PAGE EXTRACT:
Parallel Poetry Generation Challenge (87 human poems, compared with human works):
| System | Total Score (1-10) | AR (1-10) |
|---|---|---|
| GLM-10B Direct Generation | 4.65 | 4.37 |
| GPT-4 | 4.98 | 4.86 |
| BIPro | 5.54 | 5.43 |
| Human Poems (Daily Masterpieces) | 6.37 | 6.42 |
BIPro significantly reduces the gap between AI and human-written poetry.
Ablation Study¶
The ablation studies in this paper are mainly demonstrated via case studies: - GLM-10B Direct Generation vs. BIPro: Direct generation sometimes replicates existing classical poems, indicating that the generative capability of GLM-10B without BIPro is weak. - Effect of Revise and Rewrite: The case poem "Lament over Life" was rewritten for 5 rounds, showing continuous quality improvement.
Key Findings¶
- BIPro enables the weaker GLM-10B to outperform stronger direct-generation systems (GPT-4, GLM-4) and the best domain-specific systems (Yusheng, Shisanbai).
- BIPro outperforms domain-specific systems in both format and informativeness, while scoring slightly lower in relevance compared to direct-generation systems (like GPT-4, which is better at topic alignment).
- In specific cases, poems generated by BIPro even scored higher than shortlisted human poems (6.70 vs. 6.20).
- The infilling capability of block generative models is the key differentiator in improving constrained generation.
Highlights & Insights¶
- A Paradigm of Weak Models Outperforming Strong Models: Rather than relying on larger model parameters or additional training data, this approach improves generation quality through superior inference-time strategies (search + scoring + iteration).

RECORDED DATA:
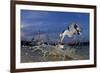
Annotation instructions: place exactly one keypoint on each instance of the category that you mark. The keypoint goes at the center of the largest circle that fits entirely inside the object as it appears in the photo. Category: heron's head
(78, 29)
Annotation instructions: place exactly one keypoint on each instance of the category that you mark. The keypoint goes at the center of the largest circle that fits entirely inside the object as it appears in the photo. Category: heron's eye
(75, 26)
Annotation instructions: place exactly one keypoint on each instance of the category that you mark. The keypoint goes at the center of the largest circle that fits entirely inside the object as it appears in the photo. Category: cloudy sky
(51, 24)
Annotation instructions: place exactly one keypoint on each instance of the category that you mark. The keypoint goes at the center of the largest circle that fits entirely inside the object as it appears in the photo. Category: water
(46, 53)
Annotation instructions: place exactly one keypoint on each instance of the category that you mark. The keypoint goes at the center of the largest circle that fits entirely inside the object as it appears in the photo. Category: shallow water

ASSIGNED TASK A: Translate this sentence from the BIPro evaluation text into Spanish: "BIPro significantly reduces the gap between AI and human-written poetry."
ASSIGNED TASK B: According to the BIPro evaluation text, for how many rounds was the case poem "Lament over Life" rewritten?
ASSIGNED TASK C: Pull out the passage of the BIPro evaluation text between "- BIPro outperforms" and "improving constrained generation.", inclusive.

RESPONSE BOX A: BIPro reduce significativamente la brecha entre la poesía generada por IA y la escrita por humanos.

RESPONSE BOX B: It was rewritten for 5 rounds.

RESPONSE BOX C:
- BIPro outperforms domain-specific systems in both format and informativeness, while scoring slightly lower in relevance compared to direct-generation systems (like GPT-4, which is better at topic alignment).
- In specific cases, poems generated by BIPro even scored higher than shortlisted human poems (6.70 vs. 6.20).
- The infilling capability of block generative models is the key differentiator in improving constrained generation.